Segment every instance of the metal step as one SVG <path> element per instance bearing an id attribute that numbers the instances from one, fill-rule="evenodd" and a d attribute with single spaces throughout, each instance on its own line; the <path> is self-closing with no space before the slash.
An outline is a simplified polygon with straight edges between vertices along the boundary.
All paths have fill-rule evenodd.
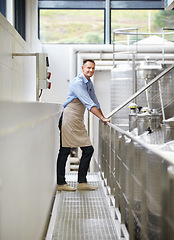
<path id="1" fill-rule="evenodd" d="M 69 158 L 69 161 L 70 161 L 70 164 L 71 164 L 71 163 L 80 163 L 79 158 L 76 158 L 76 157 L 70 157 L 70 158 Z"/>
<path id="2" fill-rule="evenodd" d="M 72 171 L 78 171 L 78 169 L 79 169 L 79 165 L 70 165 L 70 171 L 72 170 Z"/>
<path id="3" fill-rule="evenodd" d="M 80 163 L 79 158 L 70 157 L 69 162 L 70 162 L 70 171 L 78 171 L 79 163 Z"/>

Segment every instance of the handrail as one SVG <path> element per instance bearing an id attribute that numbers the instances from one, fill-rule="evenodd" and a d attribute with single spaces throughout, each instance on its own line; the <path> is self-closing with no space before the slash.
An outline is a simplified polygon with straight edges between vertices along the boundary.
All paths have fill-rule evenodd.
<path id="1" fill-rule="evenodd" d="M 124 106 L 126 106 L 130 101 L 132 101 L 134 98 L 138 97 L 142 92 L 144 92 L 148 87 L 150 87 L 153 83 L 158 81 L 161 77 L 163 77 L 166 73 L 171 71 L 174 68 L 174 65 L 170 65 L 168 68 L 166 68 L 163 72 L 161 72 L 159 75 L 157 75 L 154 79 L 152 79 L 148 84 L 146 84 L 144 87 L 140 88 L 136 93 L 134 93 L 131 97 L 129 97 L 125 102 L 123 102 L 121 105 L 116 107 L 108 116 L 107 118 L 112 117 L 116 112 L 118 112 L 120 109 L 122 109 Z"/>
<path id="2" fill-rule="evenodd" d="M 108 126 L 115 129 L 117 132 L 125 135 L 126 137 L 130 138 L 132 141 L 139 143 L 142 147 L 146 148 L 147 150 L 150 150 L 151 152 L 153 152 L 157 156 L 163 157 L 169 163 L 174 164 L 174 153 L 173 153 L 172 156 L 171 156 L 171 154 L 166 155 L 166 151 L 161 151 L 159 149 L 154 148 L 152 146 L 152 144 L 145 143 L 145 141 L 141 140 L 140 138 L 137 138 L 137 136 L 132 135 L 130 132 L 127 132 L 127 131 L 121 129 L 118 126 L 116 126 L 112 123 L 108 123 Z"/>

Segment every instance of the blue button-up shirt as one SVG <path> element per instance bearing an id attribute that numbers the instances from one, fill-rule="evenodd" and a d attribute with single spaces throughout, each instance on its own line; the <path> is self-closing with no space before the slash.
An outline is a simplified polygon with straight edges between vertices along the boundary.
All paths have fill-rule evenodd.
<path id="1" fill-rule="evenodd" d="M 65 108 L 66 105 L 72 102 L 75 98 L 78 98 L 89 111 L 94 106 L 98 109 L 100 108 L 100 104 L 95 95 L 93 83 L 91 79 L 88 80 L 83 73 L 79 74 L 70 82 L 68 97 L 63 104 L 63 107 Z"/>

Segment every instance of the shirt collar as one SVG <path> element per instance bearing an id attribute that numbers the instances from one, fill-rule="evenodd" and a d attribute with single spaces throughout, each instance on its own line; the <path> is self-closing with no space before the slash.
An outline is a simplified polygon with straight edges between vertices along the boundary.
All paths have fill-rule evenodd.
<path id="1" fill-rule="evenodd" d="M 87 79 L 83 73 L 80 74 L 80 77 L 83 79 L 84 83 L 88 83 L 91 81 L 91 79 Z"/>

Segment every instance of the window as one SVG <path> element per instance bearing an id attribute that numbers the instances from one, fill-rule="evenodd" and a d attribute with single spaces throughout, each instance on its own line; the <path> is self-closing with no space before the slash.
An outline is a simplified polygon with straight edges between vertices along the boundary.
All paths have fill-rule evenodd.
<path id="1" fill-rule="evenodd" d="M 15 28 L 25 40 L 25 1 L 15 0 Z"/>
<path id="2" fill-rule="evenodd" d="M 140 33 L 162 33 L 162 28 L 173 28 L 174 12 L 160 10 L 112 10 L 111 11 L 111 39 L 112 32 L 118 28 L 136 28 Z M 161 35 L 162 37 L 162 35 Z M 173 41 L 172 35 L 166 39 Z M 139 36 L 138 40 L 141 40 Z M 112 39 L 113 40 L 113 39 Z M 119 40 L 119 39 L 118 39 Z M 132 39 L 133 40 L 133 39 Z M 124 41 L 123 35 L 120 41 Z"/>
<path id="3" fill-rule="evenodd" d="M 38 0 L 38 9 L 41 42 L 105 42 L 108 44 L 112 39 L 111 24 L 113 29 L 115 26 L 120 28 L 116 22 L 111 22 L 111 11 L 112 13 L 126 10 L 134 12 L 137 9 L 137 11 L 148 12 L 148 9 L 159 10 L 164 9 L 164 6 L 163 0 Z M 54 11 L 60 18 L 58 18 L 58 15 L 55 16 Z M 125 17 L 127 16 L 125 15 Z M 135 17 L 135 12 L 133 17 Z M 113 21 L 115 21 L 114 18 L 115 16 Z M 119 19 L 117 21 L 119 22 Z"/>
<path id="4" fill-rule="evenodd" d="M 42 43 L 104 43 L 104 10 L 40 9 Z"/>
<path id="5" fill-rule="evenodd" d="M 6 5 L 5 5 L 5 0 L 0 0 L 0 12 L 6 16 Z"/>

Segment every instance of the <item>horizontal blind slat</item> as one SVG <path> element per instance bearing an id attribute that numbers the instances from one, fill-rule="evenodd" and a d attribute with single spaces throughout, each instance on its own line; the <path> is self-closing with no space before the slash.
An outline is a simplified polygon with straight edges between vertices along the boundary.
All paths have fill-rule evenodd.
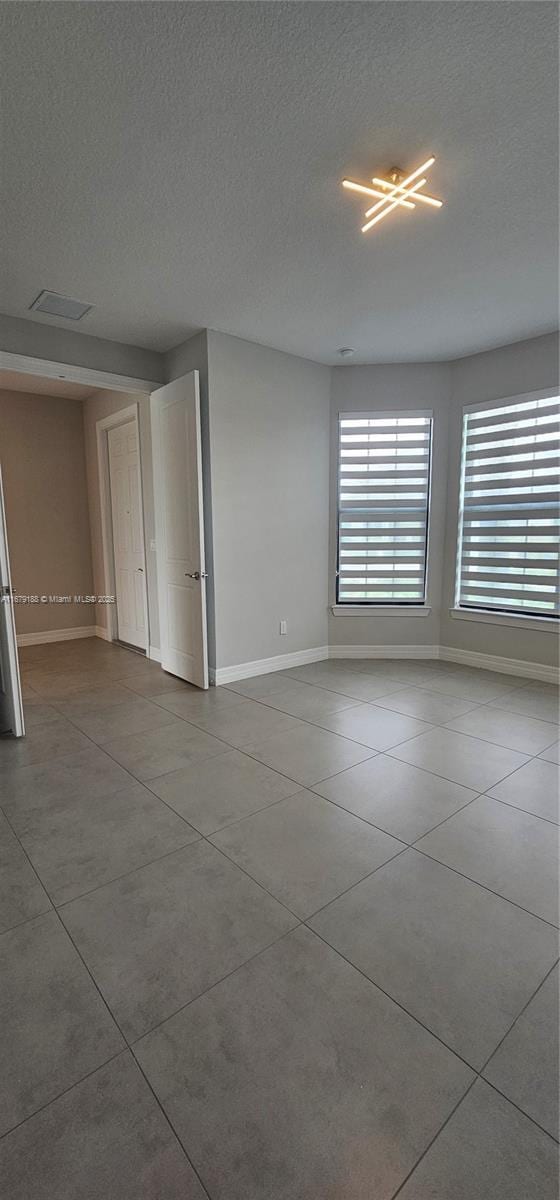
<path id="1" fill-rule="evenodd" d="M 496 407 L 465 415 L 459 603 L 551 612 L 558 606 L 560 403 Z"/>
<path id="2" fill-rule="evenodd" d="M 339 417 L 339 600 L 423 599 L 430 444 L 430 417 Z"/>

EXERCISE OBJECTIVE: Identify each line in the entries with the word "shirt" and copy it.

SOLUTION TO THIS EXERCISE:
Segment every instance of the blue button-up shirt as one SVG <path> element per instance bearing an id attribute that numbers the instances from one, fill-rule="evenodd" and a d attribute with single spaces throughout, each instance on its own line; the <path> is self-closing with no space before the slash.
Segment every instance of the shirt collar as one SVG <path> element per instance bearing an id attribute that numbers the instances from one, fill-rule="evenodd" and a d attribute with single spaces throughout, each instance on its own line; the <path> is self-closing with no space before the slash.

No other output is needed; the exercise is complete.